- **Task to complete**
I would like you to print all the records below exactly as they are.

==== Source material ====

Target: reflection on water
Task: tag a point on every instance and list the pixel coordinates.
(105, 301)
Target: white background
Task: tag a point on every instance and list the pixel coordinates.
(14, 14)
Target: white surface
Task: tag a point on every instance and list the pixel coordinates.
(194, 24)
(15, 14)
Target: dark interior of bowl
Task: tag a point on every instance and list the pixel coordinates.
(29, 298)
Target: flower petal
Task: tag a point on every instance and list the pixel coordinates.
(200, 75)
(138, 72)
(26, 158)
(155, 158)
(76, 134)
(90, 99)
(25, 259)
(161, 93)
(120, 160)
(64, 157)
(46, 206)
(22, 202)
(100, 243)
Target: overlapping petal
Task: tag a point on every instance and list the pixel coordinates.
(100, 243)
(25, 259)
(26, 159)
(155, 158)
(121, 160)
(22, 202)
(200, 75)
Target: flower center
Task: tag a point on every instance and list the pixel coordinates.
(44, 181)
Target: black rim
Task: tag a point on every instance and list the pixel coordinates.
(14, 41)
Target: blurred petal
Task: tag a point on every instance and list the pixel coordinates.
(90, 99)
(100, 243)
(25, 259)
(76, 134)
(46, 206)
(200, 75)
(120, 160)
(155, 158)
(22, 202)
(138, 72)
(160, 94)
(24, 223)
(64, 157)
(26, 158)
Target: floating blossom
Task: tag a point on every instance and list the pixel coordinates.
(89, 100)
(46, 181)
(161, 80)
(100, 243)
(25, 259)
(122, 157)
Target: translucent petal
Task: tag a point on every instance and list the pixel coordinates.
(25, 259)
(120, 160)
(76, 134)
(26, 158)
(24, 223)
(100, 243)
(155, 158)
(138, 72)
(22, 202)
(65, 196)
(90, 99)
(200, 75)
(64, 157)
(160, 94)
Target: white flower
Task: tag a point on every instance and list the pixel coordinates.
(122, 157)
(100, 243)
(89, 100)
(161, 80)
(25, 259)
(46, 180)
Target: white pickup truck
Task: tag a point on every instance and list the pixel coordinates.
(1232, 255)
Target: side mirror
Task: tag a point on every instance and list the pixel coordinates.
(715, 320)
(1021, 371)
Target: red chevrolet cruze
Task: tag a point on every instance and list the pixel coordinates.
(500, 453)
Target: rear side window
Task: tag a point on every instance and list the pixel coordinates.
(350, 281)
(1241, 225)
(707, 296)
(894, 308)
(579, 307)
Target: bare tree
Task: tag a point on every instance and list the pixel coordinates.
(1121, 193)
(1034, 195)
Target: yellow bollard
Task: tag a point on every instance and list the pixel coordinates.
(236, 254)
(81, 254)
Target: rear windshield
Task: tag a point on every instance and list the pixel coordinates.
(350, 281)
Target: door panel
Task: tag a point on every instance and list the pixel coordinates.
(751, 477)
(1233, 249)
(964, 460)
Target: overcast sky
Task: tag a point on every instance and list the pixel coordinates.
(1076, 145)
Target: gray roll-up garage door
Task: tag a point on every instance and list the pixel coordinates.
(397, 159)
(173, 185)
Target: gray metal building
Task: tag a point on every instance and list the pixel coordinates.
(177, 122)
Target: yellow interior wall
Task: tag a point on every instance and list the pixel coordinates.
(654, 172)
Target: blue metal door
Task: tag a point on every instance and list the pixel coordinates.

====

- **Solution to this exercise**
Target: reflection on water
Task: tag a point on every instance and list the pixel coordinates.
(105, 301)
Target: white background
Task: tag a point on every instance and list the pixel coordinates.
(14, 14)
Target: white surface
Task: tag a point on every instance and list the pixel coordinates.
(194, 24)
(15, 14)
Target: dark interior of bowl
Task: tag a point on every instance and list the pixel coordinates.
(29, 298)
Target: flower petal
Task: tag a point on every instance and list the pixel coordinates.
(200, 75)
(138, 72)
(26, 158)
(155, 158)
(76, 134)
(90, 99)
(25, 259)
(161, 93)
(120, 160)
(64, 157)
(46, 206)
(22, 202)
(100, 243)
Target: overlapping petal
Task: tag a point on every instance and list the pixel coordinates.
(100, 243)
(25, 259)
(26, 159)
(155, 158)
(121, 160)
(22, 202)
(200, 75)
Target: flower center
Task: tag a point on every instance and list the pixel coordinates.
(44, 181)
Target: black rim
Task: tag a point on every instance and list the pixel coordinates.
(14, 41)
Target: blurred petal
Task: tag a point on every instance and list the pixel coordinates.
(90, 99)
(100, 243)
(25, 259)
(76, 134)
(46, 206)
(200, 75)
(120, 160)
(155, 158)
(22, 202)
(138, 72)
(160, 94)
(24, 223)
(64, 157)
(26, 158)
Target: floating blossom
Task: tag a point on every instance and list the pixel coordinates.
(89, 100)
(46, 181)
(161, 80)
(100, 243)
(25, 259)
(122, 157)
Target: translucent petal
Task: tag a point on every instance and list the pixel coordinates.
(25, 259)
(120, 160)
(76, 134)
(26, 158)
(24, 223)
(100, 243)
(155, 158)
(138, 72)
(22, 202)
(65, 196)
(90, 99)
(200, 75)
(64, 157)
(160, 94)
Target: white flower
Task: tag a point on every instance and list the pixel coordinates.
(122, 157)
(100, 243)
(89, 100)
(161, 80)
(25, 259)
(46, 180)
Target: white pickup truck
Task: tag a point on every instance and list the pixel coordinates.
(1232, 255)
Target: side mirror
Task: tag a point on every instance and list the pixel coordinates.
(715, 320)
(1021, 371)
Target: red chevrolet cruze
Task: tag a point on every instance and list the pixel coordinates.
(500, 453)
Target: rear side window
Task: tag a point on every instance and list the pixel coordinates.
(350, 281)
(1241, 225)
(707, 296)
(894, 308)
(579, 307)
Target: bare tree
Task: tag a point on every instance and list the pixel coordinates.
(1121, 193)
(1034, 195)
Target: yellow bollard
Task: tag a point on every instance and list the pixel coordinates.
(236, 254)
(81, 254)
Target: rear windshield
Task: tag a point on every instance and list the pixel coordinates.
(350, 281)
Target: door panel
Task: tag a point on every instance and list the pixel coordinates.
(751, 477)
(1233, 249)
(964, 460)
Target: overcast sky
Task: tag a point on every instance and list the pixel coordinates.
(1076, 145)
Target: gray roll-up garage door
Task: tag a point on every instance and list the pixel coordinates.
(397, 159)
(173, 185)
Target: gray metal building
Task: tag a point on every instance and list the pixel coordinates.
(177, 122)
Target: yellow interior wall
Task: tag a point on every instance and list the pixel coordinates.
(654, 172)
Target: blue metal door
Task: tag a point on every instance and list the pixel coordinates.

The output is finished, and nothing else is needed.